What you need to do :: Each line below should be reproduced without any alteration.

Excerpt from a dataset
**********

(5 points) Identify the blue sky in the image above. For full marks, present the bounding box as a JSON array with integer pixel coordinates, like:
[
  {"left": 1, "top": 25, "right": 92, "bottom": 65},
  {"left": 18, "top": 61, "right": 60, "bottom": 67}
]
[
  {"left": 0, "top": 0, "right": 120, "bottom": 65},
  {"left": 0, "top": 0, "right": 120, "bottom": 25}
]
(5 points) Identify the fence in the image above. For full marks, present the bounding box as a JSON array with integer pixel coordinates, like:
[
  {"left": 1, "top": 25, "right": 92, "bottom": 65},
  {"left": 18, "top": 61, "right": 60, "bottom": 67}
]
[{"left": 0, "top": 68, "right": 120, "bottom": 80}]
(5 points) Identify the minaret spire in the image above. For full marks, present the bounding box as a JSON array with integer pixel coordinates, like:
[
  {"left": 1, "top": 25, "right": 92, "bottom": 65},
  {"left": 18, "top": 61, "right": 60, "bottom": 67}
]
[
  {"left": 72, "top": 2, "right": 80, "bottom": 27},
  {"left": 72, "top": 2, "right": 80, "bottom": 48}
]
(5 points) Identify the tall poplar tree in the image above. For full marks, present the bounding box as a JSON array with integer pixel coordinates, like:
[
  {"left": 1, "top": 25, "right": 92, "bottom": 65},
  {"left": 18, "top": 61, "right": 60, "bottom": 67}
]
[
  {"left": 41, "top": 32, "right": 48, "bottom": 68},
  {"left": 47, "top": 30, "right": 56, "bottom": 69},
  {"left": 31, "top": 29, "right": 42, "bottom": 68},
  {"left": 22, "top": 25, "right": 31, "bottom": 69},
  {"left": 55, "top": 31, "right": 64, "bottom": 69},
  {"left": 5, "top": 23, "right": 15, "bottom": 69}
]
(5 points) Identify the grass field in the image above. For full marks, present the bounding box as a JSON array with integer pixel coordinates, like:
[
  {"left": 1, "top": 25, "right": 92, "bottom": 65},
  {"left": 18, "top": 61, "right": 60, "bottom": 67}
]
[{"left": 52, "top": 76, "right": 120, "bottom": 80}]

**********

Solution to this exercise ::
(5 points) Identify the blue sky in the image above. For full marks, present the bounding box as a JSON array with integer pixel coordinates, like:
[
  {"left": 1, "top": 25, "right": 92, "bottom": 65},
  {"left": 18, "top": 61, "right": 60, "bottom": 67}
]
[
  {"left": 0, "top": 0, "right": 120, "bottom": 65},
  {"left": 0, "top": 0, "right": 120, "bottom": 25}
]
(5 points) Identify the fence in the image above. For full marks, present the bounding box as a JSON array with integer pixel coordinates, like:
[
  {"left": 1, "top": 25, "right": 92, "bottom": 65},
  {"left": 18, "top": 61, "right": 60, "bottom": 67}
]
[{"left": 0, "top": 68, "right": 120, "bottom": 80}]
(5 points) Identify the minaret spire in the image above. For full marks, present the bounding box as a JSON array with integer pixel coordinates, like:
[
  {"left": 1, "top": 25, "right": 92, "bottom": 65},
  {"left": 18, "top": 61, "right": 60, "bottom": 67}
]
[
  {"left": 72, "top": 2, "right": 80, "bottom": 27},
  {"left": 72, "top": 2, "right": 80, "bottom": 48}
]
(5 points) Identify the tall poplar tree in the image above. For full marks, present the bounding box as a JSON array with integer pixel coordinates, like:
[
  {"left": 1, "top": 25, "right": 92, "bottom": 65},
  {"left": 18, "top": 61, "right": 60, "bottom": 67}
]
[
  {"left": 41, "top": 32, "right": 48, "bottom": 68},
  {"left": 47, "top": 30, "right": 56, "bottom": 69},
  {"left": 31, "top": 29, "right": 42, "bottom": 68},
  {"left": 22, "top": 25, "right": 31, "bottom": 69},
  {"left": 55, "top": 31, "right": 64, "bottom": 69},
  {"left": 5, "top": 23, "right": 15, "bottom": 69}
]
(5 points) Identify the grass field in the image above. For full marks, present the bounding box as a JSON array with integer pixel coordinates, like:
[
  {"left": 1, "top": 25, "right": 92, "bottom": 65},
  {"left": 18, "top": 61, "right": 60, "bottom": 67}
]
[{"left": 52, "top": 76, "right": 120, "bottom": 80}]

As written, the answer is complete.